-- RAW DATA follows --
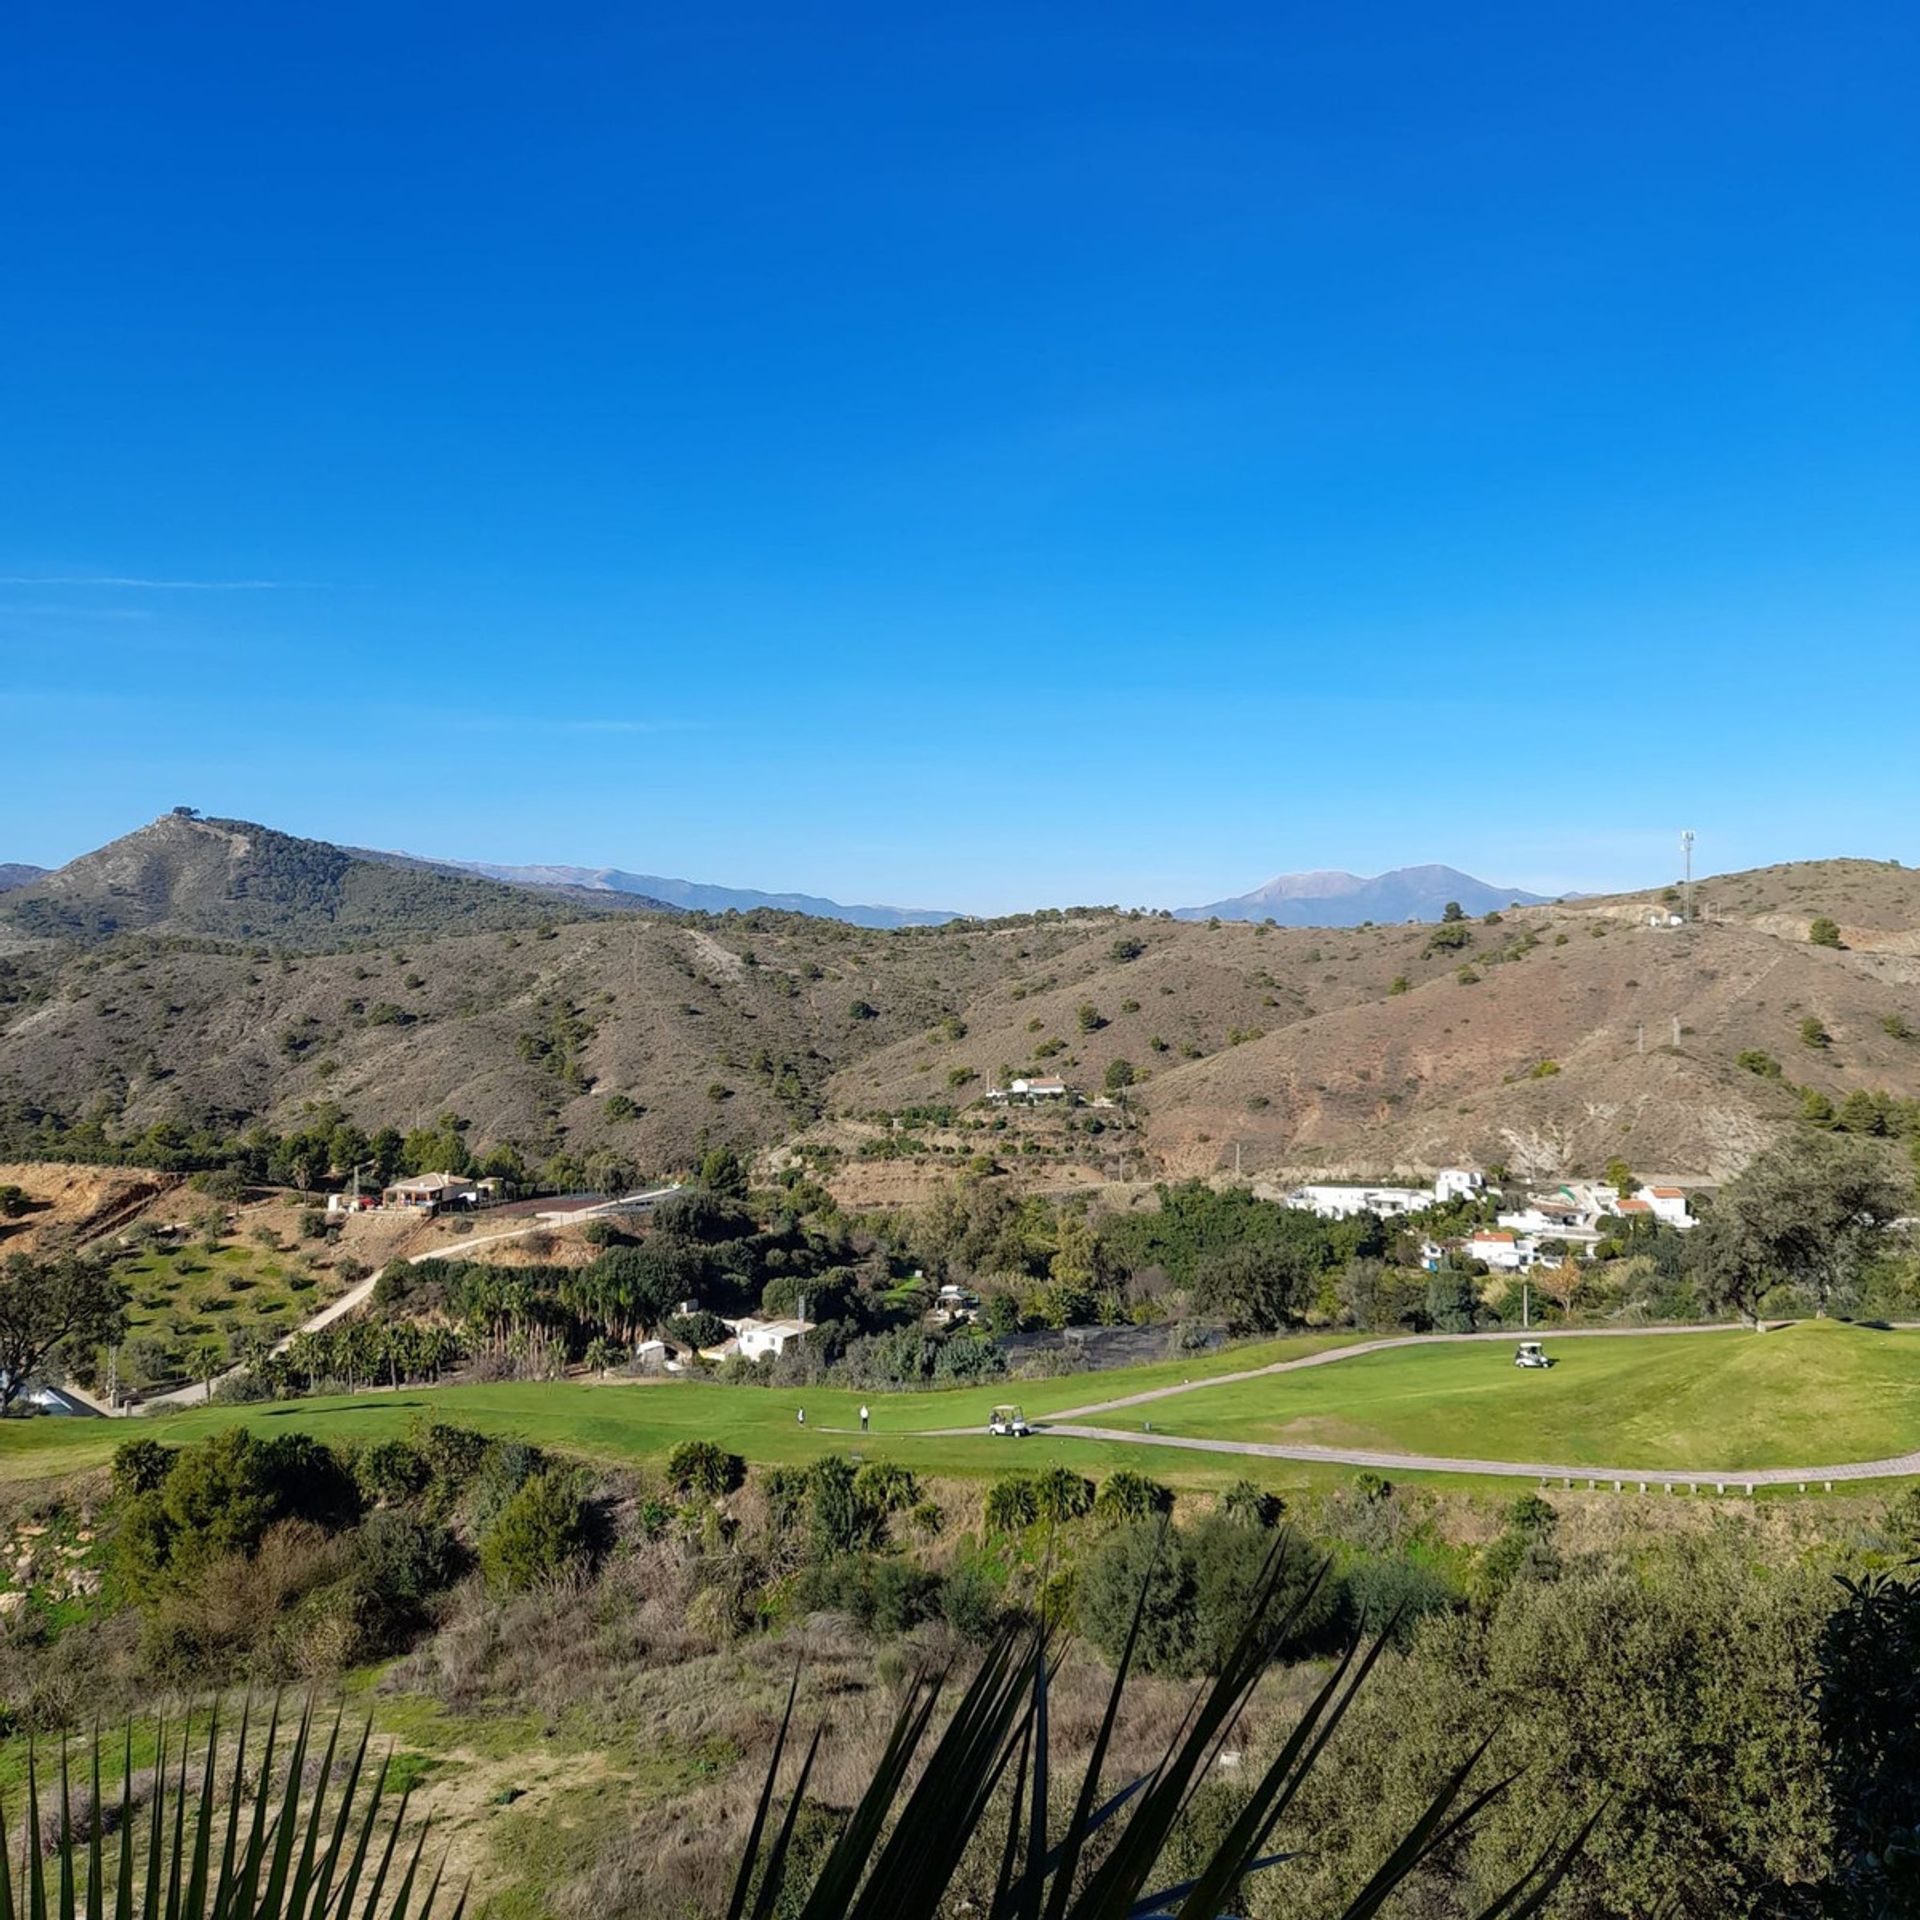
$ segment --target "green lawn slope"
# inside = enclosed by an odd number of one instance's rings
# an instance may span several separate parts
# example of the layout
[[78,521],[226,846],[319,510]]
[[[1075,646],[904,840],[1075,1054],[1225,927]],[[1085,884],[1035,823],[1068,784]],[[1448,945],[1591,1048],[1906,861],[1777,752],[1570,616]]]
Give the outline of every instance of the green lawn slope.
[[1568,1466],[1737,1472],[1920,1448],[1920,1332],[1809,1321],[1546,1344],[1545,1373],[1505,1342],[1402,1347],[1144,1411],[1167,1433]]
-- RAW DATA concluded --
• [ASSIGNMENT]: An exact restatement of the lines from the one with "# inside = enclosed" through the last line of the data is the only acceptable answer.

• [RESPONSE]:
# inside = enclosed by an odd number of one instance's rings
# an instance may span several separate parts
# example of the layout
[[78,521],[226,846],[319,510]]
[[[1075,646],[904,840],[1075,1054],[1225,927]],[[1085,884],[1035,823],[1068,784]],[[1448,945],[1591,1048],[1906,861],[1777,752],[1570,616]]]
Give the outline of every instance of the green lawn slope.
[[1568,1466],[1737,1472],[1920,1448],[1920,1332],[1809,1321],[1546,1344],[1545,1373],[1505,1342],[1402,1347],[1144,1411],[1167,1433]]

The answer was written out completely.